▶ [ИСХОДНЫЙ ТЕКСТ]
= = =

Например, жировая ткань производит ферменты, которые превращают андрогены в эстрогены. А в больших количествах жир вызывает гиперинсулинемию, в ответ на которую падает концентрация гормон-связывающего белка ГСПГ в крови — и еще больше половых гормонов получают шанс добраться до клеток. Все это приводит к тому, что ожирение ускоряет половое созревание — причем как у девочек, так и у мальчиков.
Но даже если у ребенка нет лишней жировой прослойки, это не значит, что в работу его половых желез никто не вмешивается извне. Многие ученые обвиняют в преждевременном созревании детей целый спектр ароматических веществ — их называют endocrine disrupting chemicals, что иногда переводят как «эндокринные дерегуляторы» — они по структуре настолько напоминают половые гормоны, что их узнают соответствующие рецепторы на клетках. Такими ускорителями пубертата называют, например, ДДТ или фталаты, которые где только не используются, от оболочки таблеток и клея до контейнеров для еды и косметики.
Правда, влияние эндокринных дерегуляторов на пубертат не так очевидно, как в случае с ожирением. Исследования этой взаимосвязи проводят обычно на детях в развивающихся странах, у которых больше шансов столкнуться, например, с тем же ДДТ в быту, и неизвестно, насколько эти результаты применимы к развитым странам. К тому же, данные разных экспериментов не всегда стыкуются друг с другом. Кроме того, в большинстве случаев признаки ускоренного созревания (например, набухшие молочные железы) исчезают после того, как ребенок прекращает контактировать с источником вещества. Поэтому непонятно, можно ли всерьез обвинять эндокринные дерегуляторы в том, что они заставляют людей созревать раньше времени.
Наконец, пубертат может нагрянуть раньше или позже еще и под действием стресса. Логика здесь, видимо, такая: гормоны стресса (в первую очередь, кортизол) обычно подавляют производство половых гормонов у взрослых, но у детей все наоборот, и связь между этими гормонами положительная. Вероятно, этим можно объяснить необычную коллекцию стрессовых факторов, которые оказались связаны с ускоренным созреванием в разных исследованиях: среди них, например, физические угрозы, нестабильность в семье, сексуальное насилие, частые переезды и даже природные катастрофы (землетрясение в Китае 2008 года). Вероятно, таким образом могут влиять на подростков ситуации, которые не связаны с голоданием и дефицитом ресурсов (в таких случаях пубертат, наоборот, логично отложить на потом). Так или иначе, ученым еще предстоит составить (если это вообще возможно) детальный список ситуаций, которые сдвигают пубертат в ту или другую сторону, прежде чем делать выводы о том, помогает ли это объяснить сложившуюся тенденцию.

= = =

▶ [ИСХОДНЫЕ ЗАПИСИ]
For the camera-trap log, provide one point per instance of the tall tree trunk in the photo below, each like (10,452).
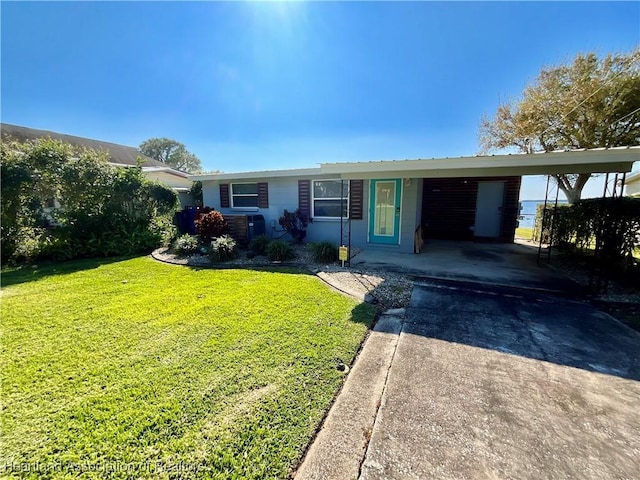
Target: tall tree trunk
(572,185)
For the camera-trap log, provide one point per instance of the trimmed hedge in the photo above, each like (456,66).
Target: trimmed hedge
(612,224)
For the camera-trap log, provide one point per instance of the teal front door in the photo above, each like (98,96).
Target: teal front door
(384,211)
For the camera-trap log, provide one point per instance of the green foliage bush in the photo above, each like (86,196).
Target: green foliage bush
(223,249)
(258,245)
(611,224)
(295,224)
(211,225)
(103,210)
(324,252)
(186,244)
(279,250)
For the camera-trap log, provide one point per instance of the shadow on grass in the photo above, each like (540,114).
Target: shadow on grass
(32,273)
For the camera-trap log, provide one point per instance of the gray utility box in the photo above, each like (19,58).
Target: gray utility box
(256,226)
(245,227)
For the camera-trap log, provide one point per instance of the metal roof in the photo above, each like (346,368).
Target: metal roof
(595,160)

= = =

▶ [ЗАДАНИЕ] Перепишите дословно фрагмент текста о причинах раннего пубертата: начните со слов «Но даже если» и остановитесь после слов «еды и косметики.».

▶ [ВАШЕ РЕШЕНИЕ]
Но даже если у ребенка нет лишней жировой прослойки, это не значит, что в работу его половых желез никто не вмешивается извне. Многие ученые обвиняют в преждевременном созревании детей целый спектр ароматических веществ — их называют endocrine disrupting chemicals, что иногда переводят как «эндокринные дерегуляторы» — они по структуре настолько напоминают половые гормоны, что их узнают соответствующие рецепторы на клетках. Такими ускорителями пубертата называют, например, ДДТ или фталаты, которые где только не используются, от оболочки таблеток и клея до контейнеров для еды и косметики.